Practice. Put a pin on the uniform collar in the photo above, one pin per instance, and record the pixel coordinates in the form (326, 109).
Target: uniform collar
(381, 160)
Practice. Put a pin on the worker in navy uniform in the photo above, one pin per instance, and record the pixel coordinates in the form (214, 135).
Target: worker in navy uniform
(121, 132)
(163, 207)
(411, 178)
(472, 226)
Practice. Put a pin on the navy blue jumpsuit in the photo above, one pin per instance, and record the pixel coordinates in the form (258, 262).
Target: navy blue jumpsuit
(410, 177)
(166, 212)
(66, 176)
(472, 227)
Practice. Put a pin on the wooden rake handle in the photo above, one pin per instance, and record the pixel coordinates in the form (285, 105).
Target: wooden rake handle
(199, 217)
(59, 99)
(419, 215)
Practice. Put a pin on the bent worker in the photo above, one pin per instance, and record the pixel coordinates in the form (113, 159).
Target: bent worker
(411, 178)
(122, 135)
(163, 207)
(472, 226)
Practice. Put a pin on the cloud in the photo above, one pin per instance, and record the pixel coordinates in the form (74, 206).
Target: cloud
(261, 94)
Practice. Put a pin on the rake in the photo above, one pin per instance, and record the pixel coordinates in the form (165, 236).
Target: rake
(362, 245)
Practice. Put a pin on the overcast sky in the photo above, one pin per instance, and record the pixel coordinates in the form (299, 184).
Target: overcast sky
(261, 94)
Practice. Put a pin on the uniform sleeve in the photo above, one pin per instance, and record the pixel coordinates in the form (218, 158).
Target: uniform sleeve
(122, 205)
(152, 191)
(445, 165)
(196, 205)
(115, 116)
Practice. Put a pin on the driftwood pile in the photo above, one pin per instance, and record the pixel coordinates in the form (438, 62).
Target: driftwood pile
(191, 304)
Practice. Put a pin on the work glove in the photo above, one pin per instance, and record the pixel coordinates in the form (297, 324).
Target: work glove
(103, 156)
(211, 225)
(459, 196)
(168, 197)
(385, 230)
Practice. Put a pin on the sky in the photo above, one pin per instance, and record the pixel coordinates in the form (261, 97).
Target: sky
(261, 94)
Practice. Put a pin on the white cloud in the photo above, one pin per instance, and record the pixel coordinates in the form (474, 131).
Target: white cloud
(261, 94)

------------------------------------

Task requirements: Rewrite the records above, swapping "Practice" for "Exercise" and leaving everything else unchanged.

The completed task:
Exercise. Put a pin on the uniform collar in the photo above, one pin per instance, and record the pixel coordinates in the form (326, 109).
Target: uniform collar
(381, 160)
Exercise. Put a pin on the worker in navy uniform in the photo above, one pin per instance, and record the pixel coordinates in the form (214, 135).
Target: worker in navy uniform
(121, 132)
(163, 207)
(411, 178)
(472, 226)
Exercise. Put a pin on the navy blue jumpsuit in the photo above, one pin per instance, and record the pixel coordinates in the form (258, 262).
Target: navy blue jumpsuit
(410, 177)
(166, 212)
(66, 176)
(472, 227)
Exercise. Put a pin on the wooden rake handle in the photo above, one pin per instance, and record the pixel coordinates in the form (285, 105).
Target: wooden rake handle
(199, 217)
(59, 99)
(419, 215)
Exercise. Put a pin on the bent worker in the photo above, one pin per instance, and record the pixel coordinates in the form (113, 159).
Target: bent worker
(411, 178)
(122, 135)
(163, 207)
(472, 226)
Exercise. Put a pin on the cloud in the photo above, one pin per instance, and record the pixel coordinates in the form (74, 206).
Target: cloud
(261, 94)
Exercise. Put a pin on the rake in the photo above, one pin per instance, and record the pixel coordinates in the form (165, 236).
Target: rake
(362, 245)
Exercise. Put a pin on the overcast sky in the photo above, one pin per instance, and record the pixel coordinates in the form (299, 184).
Target: overcast sky
(261, 94)
Exercise. Put a pin on the uniform sleeve in the photo above, one pin per instance, and record the pixel coordinates in the form (218, 158).
Target: uniform sleeve
(122, 205)
(152, 191)
(445, 165)
(196, 205)
(115, 116)
Exercise. Put a pin on the driftwood pile in the photo above, one pin per instance, and record the pixel coordinates in the form (438, 62).
Target: driftwood pile
(191, 304)
Exercise. Put a pin on the work glove in the photo above, one pin per instance, and record the pixel coordinates in the form (297, 324).
Target: work glove
(103, 156)
(211, 225)
(459, 196)
(168, 197)
(385, 230)
Exercise. Put a pin on the sky in the photo above, one pin per instance, and record the pixel coordinates in the form (261, 97).
Target: sky
(261, 94)
Exercise. Put a pin on the white cloud in the photo above, one pin per instance, and record the pixel coordinates in the form (474, 131).
Target: white cloud
(261, 94)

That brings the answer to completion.